───── EXERCISE INPUT ─────

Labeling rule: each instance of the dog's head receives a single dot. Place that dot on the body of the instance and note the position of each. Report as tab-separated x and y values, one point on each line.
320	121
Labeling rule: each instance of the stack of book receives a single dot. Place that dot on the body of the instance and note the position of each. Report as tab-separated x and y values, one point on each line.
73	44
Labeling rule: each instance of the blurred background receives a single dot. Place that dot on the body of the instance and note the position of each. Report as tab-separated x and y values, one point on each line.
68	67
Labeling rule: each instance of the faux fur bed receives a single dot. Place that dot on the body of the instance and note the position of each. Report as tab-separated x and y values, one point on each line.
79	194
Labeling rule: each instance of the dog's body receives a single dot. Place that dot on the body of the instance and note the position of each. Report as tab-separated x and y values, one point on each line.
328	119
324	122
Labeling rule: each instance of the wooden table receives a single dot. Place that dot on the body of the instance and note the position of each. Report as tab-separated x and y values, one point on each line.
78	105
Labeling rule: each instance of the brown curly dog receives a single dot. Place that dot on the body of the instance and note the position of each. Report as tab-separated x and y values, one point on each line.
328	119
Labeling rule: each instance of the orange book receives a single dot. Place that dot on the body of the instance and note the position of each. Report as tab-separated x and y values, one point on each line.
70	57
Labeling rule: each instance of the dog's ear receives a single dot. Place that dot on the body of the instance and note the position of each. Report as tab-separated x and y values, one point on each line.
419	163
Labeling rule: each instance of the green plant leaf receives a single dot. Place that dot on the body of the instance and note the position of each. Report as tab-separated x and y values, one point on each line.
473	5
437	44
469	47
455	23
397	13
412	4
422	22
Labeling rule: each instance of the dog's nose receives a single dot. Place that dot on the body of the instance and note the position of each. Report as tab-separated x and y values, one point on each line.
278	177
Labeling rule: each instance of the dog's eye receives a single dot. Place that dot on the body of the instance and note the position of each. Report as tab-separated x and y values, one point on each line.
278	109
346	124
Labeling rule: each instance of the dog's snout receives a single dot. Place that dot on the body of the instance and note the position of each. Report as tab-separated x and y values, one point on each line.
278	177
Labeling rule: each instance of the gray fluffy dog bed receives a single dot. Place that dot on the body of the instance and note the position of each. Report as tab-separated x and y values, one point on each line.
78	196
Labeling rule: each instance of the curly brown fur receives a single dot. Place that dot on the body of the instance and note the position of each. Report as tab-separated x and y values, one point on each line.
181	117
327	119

─────
───── EXERCISE INPUT ─────

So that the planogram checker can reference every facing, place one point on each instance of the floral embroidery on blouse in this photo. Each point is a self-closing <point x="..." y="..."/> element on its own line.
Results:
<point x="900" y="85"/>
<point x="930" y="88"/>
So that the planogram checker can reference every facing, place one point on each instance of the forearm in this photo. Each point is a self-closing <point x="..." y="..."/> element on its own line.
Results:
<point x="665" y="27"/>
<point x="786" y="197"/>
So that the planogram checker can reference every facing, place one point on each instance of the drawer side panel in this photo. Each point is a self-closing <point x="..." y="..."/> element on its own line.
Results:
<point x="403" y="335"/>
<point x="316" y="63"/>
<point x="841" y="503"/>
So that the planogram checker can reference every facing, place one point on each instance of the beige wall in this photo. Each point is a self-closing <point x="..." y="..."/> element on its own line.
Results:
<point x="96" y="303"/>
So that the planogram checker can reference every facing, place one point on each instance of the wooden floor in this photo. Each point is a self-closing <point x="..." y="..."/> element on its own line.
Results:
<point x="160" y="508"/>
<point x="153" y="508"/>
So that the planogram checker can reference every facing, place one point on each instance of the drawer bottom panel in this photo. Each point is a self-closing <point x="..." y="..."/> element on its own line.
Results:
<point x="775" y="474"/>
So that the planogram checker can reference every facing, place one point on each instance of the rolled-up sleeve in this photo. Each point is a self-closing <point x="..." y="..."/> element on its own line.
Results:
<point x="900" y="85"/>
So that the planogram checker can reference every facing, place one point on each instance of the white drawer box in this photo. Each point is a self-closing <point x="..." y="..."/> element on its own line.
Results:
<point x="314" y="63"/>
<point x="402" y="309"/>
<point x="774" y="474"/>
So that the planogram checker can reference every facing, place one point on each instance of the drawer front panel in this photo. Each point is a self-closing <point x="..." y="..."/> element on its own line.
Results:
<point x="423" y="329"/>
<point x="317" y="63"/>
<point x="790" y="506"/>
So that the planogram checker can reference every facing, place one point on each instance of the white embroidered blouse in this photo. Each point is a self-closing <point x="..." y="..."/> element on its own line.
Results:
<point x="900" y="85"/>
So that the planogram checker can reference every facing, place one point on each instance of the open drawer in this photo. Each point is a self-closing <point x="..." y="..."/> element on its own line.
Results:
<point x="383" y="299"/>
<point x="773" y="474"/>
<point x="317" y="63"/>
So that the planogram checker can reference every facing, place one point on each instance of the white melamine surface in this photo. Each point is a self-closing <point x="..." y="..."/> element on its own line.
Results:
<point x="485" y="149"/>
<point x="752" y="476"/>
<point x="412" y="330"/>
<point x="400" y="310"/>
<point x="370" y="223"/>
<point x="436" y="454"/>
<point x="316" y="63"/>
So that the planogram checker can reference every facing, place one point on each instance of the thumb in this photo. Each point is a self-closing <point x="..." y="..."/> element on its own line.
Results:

─────
───── EXERCISE INPUT ─────

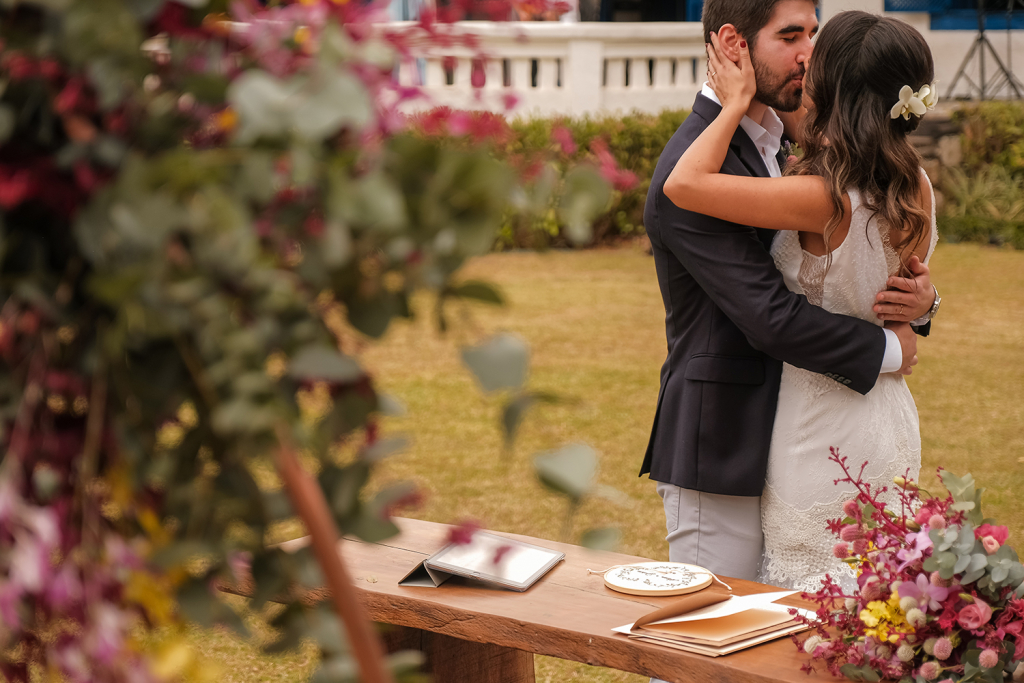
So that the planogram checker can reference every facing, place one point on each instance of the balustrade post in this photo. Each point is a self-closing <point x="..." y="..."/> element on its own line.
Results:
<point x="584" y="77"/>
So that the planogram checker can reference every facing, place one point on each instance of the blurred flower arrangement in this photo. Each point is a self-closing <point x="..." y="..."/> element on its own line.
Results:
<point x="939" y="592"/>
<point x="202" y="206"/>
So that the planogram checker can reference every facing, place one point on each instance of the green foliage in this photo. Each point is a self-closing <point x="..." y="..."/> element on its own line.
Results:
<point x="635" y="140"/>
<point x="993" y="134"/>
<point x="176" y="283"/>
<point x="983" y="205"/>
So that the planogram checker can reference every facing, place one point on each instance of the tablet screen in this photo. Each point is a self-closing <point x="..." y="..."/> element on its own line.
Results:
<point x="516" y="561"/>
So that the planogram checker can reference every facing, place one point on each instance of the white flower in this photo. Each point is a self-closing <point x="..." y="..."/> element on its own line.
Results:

─────

TASK DIRECTIONS:
Everything starting at the line containing "of the rolled-up" and ending at the line containing "the white melamine" in the records above should be repeated exactly, and only that.

ANSWER FOR THE TASK:
So that the planogram checker can reference every facing, place one point on each instance of the rolled-up sleeve in this photo. Each point is a self-closing <point x="..." y="..."/> element on its own line.
Results:
<point x="900" y="85"/>
So that the planogram checker can reference every facing, place one point on each instance of the white drawer box in this photo. Each point is a self-closing <point x="..." y="..."/> element on its own line.
Results:
<point x="314" y="63"/>
<point x="402" y="309"/>
<point x="774" y="474"/>
So that the planogram checker can reference every facing, place one point on each instance of the drawer front panel in this photo. Each point is a self-closing <point x="..." y="..."/> element on its own line.
Results:
<point x="423" y="329"/>
<point x="317" y="63"/>
<point x="790" y="506"/>
So that the planogram checker can reference every facing, place one point on each instance of the white embroidered blouse in this photo. Each point is a self-closing <point x="..." y="..."/> element on its own line.
Results:
<point x="900" y="85"/>
So that the planogram checker can reference every facing, place one point on each instance of the open drawer in this photo. Each point is a self-closing <point x="..." y="..."/> element on its own line.
Results:
<point x="383" y="299"/>
<point x="773" y="474"/>
<point x="317" y="63"/>
So that the planogram checker can reference every facing, place one point on each instance of the white melamine surface in this photo. Each point is a self-closing <point x="..." y="..."/> element on its own line.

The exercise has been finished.